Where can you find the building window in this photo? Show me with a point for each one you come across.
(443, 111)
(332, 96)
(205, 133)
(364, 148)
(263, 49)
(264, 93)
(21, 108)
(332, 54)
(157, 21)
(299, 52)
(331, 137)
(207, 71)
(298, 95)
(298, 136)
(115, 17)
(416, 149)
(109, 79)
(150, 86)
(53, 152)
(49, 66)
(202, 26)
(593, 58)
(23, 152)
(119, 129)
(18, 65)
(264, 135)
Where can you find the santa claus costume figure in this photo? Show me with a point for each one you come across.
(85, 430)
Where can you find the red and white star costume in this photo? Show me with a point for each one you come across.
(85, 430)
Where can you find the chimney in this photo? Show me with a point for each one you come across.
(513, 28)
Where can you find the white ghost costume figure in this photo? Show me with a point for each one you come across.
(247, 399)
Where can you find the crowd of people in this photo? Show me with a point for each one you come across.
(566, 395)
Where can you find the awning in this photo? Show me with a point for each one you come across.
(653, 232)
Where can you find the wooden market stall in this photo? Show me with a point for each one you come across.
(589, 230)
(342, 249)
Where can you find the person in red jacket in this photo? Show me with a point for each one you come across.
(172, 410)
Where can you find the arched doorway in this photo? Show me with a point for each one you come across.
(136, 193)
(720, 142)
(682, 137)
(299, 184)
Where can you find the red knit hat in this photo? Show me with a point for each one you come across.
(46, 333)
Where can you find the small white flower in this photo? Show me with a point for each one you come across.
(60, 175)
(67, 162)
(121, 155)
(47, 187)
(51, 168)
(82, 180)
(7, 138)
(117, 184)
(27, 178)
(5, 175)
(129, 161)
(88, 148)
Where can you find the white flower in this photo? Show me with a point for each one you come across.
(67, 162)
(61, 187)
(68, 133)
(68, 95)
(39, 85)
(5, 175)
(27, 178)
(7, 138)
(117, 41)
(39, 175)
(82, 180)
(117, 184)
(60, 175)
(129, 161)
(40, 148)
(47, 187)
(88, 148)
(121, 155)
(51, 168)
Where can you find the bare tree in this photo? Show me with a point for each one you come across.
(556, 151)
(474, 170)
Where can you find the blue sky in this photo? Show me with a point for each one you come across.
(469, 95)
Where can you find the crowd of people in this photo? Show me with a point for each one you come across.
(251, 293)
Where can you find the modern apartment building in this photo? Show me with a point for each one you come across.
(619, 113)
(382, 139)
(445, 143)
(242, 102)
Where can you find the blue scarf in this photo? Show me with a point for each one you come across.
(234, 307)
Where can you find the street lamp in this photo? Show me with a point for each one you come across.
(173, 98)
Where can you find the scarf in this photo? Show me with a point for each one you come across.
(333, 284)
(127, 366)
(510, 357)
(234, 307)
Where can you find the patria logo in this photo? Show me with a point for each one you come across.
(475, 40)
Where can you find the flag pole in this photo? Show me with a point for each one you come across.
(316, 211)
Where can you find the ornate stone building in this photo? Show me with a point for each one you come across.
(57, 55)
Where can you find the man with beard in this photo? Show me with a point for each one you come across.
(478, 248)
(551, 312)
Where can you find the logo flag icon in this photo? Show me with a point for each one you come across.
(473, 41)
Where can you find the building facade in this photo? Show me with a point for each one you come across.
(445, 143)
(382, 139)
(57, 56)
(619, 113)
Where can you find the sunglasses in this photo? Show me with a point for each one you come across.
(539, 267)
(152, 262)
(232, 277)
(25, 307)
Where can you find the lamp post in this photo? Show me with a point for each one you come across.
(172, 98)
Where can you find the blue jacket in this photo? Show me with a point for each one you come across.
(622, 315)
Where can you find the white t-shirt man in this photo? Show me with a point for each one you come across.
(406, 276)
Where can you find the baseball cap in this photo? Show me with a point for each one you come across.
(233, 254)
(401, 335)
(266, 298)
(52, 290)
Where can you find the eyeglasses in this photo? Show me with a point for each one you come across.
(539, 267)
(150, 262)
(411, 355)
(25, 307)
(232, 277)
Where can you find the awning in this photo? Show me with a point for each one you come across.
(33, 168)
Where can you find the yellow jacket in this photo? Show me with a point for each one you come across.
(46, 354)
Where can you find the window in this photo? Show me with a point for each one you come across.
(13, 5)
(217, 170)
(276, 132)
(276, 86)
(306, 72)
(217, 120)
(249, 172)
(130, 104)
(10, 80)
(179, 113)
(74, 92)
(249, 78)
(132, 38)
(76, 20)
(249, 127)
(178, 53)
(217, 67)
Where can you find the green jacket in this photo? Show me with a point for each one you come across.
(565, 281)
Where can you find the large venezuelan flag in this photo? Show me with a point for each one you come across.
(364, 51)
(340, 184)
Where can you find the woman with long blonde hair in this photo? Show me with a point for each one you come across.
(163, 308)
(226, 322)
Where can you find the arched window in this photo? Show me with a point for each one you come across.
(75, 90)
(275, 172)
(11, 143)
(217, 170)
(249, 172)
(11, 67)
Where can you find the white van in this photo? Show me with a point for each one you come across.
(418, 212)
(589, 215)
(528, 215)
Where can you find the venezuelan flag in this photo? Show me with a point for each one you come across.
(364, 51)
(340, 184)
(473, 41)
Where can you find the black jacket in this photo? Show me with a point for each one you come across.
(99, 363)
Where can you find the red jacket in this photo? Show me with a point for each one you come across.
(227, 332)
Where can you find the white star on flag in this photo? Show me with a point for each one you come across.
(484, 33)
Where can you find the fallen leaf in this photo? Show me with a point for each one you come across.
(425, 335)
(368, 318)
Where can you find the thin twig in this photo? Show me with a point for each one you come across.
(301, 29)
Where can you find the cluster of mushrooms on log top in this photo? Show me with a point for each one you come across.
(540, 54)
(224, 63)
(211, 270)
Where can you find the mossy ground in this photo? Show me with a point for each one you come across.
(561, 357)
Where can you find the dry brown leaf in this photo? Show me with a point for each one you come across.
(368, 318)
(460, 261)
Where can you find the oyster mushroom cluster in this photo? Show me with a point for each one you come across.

(Problem description)
Give back exactly the lines running from the line containing "Where can you find the thin" through the end of the material above, both included, and nothing beyond them.

(Output for this exercise)
Where can you find the thin twig in this photo? Show me with a point for each one you come across.
(301, 29)
Where can you find the cluster of mushrooms on log top in this photo? Show me with a point for each one you come across.
(540, 54)
(224, 63)
(211, 270)
Where can you find the mossy ground in this photo? Show me with a point for each one you come across.
(561, 357)
Where can you find the dry brown leaf in this photo? Show me with a point for each one you come across.
(368, 318)
(460, 261)
Where can you find the oyster mushroom cluster in this photo? Show me with a point for each one you come across.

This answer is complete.